## [WHAT YOU WILL DO]
Locate the line that contains "of the long". Print it and every subsequent line through the final line of the records, exactly and only those.

[Stored items]
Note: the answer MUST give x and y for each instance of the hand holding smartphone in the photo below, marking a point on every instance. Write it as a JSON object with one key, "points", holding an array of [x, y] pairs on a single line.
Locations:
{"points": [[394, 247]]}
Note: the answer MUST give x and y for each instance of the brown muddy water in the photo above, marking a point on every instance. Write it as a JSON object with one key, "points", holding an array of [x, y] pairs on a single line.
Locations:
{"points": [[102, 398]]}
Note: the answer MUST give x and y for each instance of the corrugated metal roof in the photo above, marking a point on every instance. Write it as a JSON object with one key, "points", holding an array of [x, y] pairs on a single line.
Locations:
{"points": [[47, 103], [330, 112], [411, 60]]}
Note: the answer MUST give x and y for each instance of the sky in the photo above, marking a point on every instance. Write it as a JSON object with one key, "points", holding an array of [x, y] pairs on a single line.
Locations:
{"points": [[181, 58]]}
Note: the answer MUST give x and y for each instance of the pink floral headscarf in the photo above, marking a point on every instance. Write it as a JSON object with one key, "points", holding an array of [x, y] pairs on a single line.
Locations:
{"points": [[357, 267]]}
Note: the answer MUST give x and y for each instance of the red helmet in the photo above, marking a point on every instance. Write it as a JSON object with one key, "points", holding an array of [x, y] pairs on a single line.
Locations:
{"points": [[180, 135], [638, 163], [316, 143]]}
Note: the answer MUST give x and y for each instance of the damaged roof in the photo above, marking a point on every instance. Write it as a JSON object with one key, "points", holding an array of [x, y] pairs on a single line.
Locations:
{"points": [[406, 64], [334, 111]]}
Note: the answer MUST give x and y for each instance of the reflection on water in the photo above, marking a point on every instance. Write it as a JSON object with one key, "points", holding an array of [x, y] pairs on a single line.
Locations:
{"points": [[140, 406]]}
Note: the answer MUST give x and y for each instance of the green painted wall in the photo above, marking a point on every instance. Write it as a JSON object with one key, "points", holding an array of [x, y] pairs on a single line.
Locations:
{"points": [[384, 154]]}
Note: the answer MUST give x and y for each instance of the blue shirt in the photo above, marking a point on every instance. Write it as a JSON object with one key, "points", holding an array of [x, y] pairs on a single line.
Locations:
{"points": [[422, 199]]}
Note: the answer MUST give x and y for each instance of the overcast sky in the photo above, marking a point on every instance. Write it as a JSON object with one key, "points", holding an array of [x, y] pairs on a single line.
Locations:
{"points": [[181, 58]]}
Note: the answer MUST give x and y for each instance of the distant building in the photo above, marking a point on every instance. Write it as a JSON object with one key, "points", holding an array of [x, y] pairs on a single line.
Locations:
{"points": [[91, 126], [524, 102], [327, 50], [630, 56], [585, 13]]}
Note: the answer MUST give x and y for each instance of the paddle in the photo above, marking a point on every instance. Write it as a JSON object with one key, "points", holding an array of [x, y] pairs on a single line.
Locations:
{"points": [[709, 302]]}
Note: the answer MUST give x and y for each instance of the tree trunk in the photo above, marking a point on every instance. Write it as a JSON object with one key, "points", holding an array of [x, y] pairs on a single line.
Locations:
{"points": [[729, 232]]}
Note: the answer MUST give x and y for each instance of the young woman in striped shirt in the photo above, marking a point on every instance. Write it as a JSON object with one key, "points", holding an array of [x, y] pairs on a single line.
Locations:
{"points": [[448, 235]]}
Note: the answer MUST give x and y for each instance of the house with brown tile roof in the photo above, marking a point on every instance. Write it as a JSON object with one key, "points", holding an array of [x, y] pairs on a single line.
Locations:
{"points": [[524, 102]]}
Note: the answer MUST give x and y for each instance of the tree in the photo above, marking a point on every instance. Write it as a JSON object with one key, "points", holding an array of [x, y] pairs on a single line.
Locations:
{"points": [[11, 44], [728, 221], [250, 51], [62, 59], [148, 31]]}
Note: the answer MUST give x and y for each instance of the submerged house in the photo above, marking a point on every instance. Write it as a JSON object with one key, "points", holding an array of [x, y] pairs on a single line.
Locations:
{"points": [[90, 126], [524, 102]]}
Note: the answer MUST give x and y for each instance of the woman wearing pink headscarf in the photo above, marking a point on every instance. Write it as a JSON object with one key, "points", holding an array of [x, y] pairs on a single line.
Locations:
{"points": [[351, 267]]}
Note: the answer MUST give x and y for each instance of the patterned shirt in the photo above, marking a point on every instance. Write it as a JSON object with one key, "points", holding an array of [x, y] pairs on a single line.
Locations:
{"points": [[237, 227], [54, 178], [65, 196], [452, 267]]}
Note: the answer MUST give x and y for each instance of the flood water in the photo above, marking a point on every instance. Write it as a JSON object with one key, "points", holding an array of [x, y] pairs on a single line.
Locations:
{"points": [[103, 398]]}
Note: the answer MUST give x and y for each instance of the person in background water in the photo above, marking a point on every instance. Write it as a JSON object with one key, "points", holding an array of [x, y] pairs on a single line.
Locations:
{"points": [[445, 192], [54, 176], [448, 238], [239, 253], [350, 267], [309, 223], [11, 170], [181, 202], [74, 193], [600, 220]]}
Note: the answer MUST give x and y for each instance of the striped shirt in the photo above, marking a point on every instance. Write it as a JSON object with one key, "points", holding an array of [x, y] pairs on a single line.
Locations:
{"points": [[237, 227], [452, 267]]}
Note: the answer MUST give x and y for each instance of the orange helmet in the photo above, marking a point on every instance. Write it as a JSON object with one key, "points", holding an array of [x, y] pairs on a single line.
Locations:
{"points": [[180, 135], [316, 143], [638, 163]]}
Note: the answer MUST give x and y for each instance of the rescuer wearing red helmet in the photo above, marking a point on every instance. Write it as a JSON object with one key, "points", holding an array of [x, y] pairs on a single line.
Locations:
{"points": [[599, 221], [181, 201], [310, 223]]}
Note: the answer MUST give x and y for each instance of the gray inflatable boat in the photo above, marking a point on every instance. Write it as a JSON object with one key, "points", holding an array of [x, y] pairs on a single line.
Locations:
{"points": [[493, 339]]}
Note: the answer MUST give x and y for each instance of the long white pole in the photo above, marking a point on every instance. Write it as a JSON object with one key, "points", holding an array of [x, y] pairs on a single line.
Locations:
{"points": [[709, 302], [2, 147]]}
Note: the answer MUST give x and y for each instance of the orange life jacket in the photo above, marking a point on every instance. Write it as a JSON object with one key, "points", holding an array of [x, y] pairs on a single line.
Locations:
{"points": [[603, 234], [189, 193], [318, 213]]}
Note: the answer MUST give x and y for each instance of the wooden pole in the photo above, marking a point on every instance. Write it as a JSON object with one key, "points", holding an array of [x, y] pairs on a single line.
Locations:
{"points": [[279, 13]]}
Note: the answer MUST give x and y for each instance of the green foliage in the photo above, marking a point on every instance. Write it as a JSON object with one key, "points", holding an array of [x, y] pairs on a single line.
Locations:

## [WRITTEN RESPONSE]
Note: the answer MUST give x and y for each instance of the long white pole in the photo above, marking a point on every instance. Write it as a JSON object with one key, "points", holding an array of [x, y] pairs on a single line.
Locations:
{"points": [[709, 302], [2, 147]]}
Note: the answer MUST give x and y for each instance of the orange life jacket in the photo above, marking a point on every instance. Write it as a JSON object with one key, "points", holding an array of [x, y] pairs on a single line.
Locations:
{"points": [[603, 234], [189, 193], [318, 213]]}
Note: the answer MUST give x and y for each instance of the wooden pole in the photo above, marking a point on every instance. Write it as a JSON object with one key, "points", holding an array of [x, y] pairs on a single line.
Locations:
{"points": [[279, 13]]}
Note: the answer MUST give x and y for each instance of the green foliage in the photo above, marking a point on every instance. Write it as a JSON object with one key, "points", holding an array of [x, y] pairs on a single line.
Locations:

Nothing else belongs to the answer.